BEGIN EXTRACTED MATERIAL

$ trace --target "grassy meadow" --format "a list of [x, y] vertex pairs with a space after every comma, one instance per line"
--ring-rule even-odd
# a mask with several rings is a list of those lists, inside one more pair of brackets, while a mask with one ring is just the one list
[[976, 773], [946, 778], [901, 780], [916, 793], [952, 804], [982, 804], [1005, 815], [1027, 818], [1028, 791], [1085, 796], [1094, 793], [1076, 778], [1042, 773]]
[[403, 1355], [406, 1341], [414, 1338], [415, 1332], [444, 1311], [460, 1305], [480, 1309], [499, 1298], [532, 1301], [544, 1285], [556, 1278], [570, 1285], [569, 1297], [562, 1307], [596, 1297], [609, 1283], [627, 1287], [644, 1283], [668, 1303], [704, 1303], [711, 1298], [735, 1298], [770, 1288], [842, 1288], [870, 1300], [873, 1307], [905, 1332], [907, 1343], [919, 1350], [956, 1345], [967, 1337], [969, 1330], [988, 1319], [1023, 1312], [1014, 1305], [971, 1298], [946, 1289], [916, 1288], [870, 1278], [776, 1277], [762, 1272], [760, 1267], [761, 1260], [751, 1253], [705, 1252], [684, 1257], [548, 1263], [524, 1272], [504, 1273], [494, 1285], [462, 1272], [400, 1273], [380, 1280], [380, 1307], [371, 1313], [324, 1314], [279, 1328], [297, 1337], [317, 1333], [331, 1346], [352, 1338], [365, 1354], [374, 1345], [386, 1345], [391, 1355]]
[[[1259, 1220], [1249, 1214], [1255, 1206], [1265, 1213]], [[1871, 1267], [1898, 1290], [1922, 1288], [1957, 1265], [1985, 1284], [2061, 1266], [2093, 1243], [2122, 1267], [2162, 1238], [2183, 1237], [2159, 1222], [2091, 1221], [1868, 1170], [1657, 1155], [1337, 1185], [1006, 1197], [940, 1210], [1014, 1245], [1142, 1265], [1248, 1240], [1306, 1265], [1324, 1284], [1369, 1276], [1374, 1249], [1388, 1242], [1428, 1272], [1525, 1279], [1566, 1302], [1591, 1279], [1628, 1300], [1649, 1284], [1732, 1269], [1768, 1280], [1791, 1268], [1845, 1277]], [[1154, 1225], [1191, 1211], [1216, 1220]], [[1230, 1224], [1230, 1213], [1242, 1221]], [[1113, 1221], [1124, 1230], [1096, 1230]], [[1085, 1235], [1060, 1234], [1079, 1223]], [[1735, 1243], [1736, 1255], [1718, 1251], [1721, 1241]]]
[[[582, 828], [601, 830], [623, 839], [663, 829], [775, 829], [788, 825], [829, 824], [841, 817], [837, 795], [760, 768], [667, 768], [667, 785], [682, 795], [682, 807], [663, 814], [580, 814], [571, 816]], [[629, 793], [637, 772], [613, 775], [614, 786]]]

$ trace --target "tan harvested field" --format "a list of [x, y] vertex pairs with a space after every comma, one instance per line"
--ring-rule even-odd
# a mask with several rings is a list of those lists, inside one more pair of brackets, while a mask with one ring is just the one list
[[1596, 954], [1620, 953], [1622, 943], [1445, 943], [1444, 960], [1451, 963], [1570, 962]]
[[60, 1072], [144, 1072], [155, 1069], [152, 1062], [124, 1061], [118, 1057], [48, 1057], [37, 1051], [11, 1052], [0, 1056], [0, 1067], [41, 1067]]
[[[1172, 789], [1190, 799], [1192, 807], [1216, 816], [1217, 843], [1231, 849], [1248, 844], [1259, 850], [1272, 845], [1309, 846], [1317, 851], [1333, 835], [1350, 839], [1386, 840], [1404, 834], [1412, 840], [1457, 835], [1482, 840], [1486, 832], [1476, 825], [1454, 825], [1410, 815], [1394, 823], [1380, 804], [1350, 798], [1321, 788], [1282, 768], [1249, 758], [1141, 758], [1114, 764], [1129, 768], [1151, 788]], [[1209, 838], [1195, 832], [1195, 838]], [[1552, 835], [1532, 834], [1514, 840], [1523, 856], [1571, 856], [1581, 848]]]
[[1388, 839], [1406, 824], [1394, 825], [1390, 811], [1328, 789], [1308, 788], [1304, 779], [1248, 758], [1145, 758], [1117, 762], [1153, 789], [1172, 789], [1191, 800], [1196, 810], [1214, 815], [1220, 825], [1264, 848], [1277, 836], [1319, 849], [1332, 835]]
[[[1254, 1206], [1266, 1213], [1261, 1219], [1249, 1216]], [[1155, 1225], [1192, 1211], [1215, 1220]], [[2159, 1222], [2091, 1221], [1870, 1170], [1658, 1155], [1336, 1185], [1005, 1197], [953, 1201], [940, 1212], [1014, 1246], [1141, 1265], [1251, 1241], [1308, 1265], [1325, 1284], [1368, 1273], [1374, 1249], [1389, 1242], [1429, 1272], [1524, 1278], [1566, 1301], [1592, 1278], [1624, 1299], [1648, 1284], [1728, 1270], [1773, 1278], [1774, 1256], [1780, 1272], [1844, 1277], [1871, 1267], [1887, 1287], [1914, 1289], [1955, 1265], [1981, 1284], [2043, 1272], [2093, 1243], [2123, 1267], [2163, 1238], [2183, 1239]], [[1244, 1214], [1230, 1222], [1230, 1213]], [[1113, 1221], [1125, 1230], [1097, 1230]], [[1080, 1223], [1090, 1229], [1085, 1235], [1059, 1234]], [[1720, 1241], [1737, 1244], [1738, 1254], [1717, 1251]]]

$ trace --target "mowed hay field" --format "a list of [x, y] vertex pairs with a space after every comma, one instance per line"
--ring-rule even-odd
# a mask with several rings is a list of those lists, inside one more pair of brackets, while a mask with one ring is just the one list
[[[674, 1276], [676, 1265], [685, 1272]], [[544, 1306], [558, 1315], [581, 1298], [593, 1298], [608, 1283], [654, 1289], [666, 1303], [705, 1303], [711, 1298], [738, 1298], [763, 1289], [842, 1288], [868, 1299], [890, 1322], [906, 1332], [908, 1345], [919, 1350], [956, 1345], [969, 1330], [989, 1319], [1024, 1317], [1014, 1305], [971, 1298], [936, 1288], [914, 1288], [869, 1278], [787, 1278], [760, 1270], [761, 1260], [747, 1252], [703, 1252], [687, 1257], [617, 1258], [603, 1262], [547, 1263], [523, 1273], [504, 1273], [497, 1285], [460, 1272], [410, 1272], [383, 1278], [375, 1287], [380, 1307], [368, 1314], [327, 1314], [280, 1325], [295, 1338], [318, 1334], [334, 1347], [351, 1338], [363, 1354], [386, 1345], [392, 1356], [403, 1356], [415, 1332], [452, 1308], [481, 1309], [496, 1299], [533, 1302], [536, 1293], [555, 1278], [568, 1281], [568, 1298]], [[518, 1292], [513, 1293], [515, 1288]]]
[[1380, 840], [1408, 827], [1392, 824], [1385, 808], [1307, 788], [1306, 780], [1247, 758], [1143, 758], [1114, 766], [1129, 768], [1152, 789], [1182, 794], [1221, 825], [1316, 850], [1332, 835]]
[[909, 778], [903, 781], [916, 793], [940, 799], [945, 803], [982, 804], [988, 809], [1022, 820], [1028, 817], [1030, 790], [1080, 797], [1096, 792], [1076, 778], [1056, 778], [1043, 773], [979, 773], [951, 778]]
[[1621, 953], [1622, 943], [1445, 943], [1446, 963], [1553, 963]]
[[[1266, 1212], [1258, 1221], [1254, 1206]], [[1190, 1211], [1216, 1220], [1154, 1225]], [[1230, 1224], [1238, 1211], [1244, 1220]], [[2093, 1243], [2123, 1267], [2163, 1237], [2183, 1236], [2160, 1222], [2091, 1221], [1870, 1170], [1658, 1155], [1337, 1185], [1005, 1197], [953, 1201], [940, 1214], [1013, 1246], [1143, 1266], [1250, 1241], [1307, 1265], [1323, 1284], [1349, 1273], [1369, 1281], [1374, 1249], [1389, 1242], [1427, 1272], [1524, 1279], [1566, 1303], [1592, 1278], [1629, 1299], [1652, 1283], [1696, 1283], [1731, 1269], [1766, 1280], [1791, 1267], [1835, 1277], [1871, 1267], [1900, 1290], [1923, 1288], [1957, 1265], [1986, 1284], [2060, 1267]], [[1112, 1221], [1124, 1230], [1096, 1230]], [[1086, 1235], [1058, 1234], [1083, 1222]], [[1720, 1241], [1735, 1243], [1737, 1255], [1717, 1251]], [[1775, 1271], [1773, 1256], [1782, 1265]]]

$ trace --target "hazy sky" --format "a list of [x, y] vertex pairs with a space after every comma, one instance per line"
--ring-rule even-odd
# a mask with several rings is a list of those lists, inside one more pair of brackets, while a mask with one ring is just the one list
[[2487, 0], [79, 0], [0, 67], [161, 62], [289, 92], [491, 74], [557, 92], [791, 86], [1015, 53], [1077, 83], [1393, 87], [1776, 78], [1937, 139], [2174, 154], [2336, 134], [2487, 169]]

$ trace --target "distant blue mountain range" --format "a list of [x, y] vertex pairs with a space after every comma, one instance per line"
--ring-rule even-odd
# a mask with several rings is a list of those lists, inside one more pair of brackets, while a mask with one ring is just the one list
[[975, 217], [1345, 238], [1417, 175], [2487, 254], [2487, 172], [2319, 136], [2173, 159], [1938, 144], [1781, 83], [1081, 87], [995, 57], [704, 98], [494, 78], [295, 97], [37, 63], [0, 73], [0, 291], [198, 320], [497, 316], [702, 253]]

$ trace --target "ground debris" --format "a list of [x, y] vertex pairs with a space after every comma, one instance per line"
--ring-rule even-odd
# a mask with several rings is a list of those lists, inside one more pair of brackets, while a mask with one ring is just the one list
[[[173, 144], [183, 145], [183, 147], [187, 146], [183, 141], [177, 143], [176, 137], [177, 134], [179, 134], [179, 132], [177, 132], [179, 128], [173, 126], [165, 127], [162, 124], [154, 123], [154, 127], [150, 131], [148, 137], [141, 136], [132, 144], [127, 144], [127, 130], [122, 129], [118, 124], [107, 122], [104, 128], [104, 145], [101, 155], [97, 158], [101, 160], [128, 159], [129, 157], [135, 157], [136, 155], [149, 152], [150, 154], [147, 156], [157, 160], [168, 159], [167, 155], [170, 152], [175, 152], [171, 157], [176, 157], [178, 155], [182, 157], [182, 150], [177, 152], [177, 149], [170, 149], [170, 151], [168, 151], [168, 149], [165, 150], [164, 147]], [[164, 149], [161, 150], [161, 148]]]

END EXTRACTED MATERIAL

• EXERCISE
Where the word "pairs" shows up in a line of the entries above, copy that line.

• WRITTEN RESPONSE
$ trace --target "grassy meadow" --format "a list of [x, y] vertex pairs with a space after every comma, one instance per line"
$ trace --target "tan harvested field" --format "a list of [x, y] vertex pairs with a space after every comma, one instance per line"
$ trace --target "mowed hay field" --format "a list of [x, y] vertex pairs with a space after every comma, one instance per line"
$ trace --target "hazy sky" --format "a list of [x, y] vertex pairs with a space after every comma, one instance per line"
$ trace --target "distant blue mountain range" --format "a list of [x, y] vertex pairs with a space after every comma, one instance per line"
$ trace --target "ground debris" --format "a list of [x, y] vertex pairs with a space after every comma, one instance per line"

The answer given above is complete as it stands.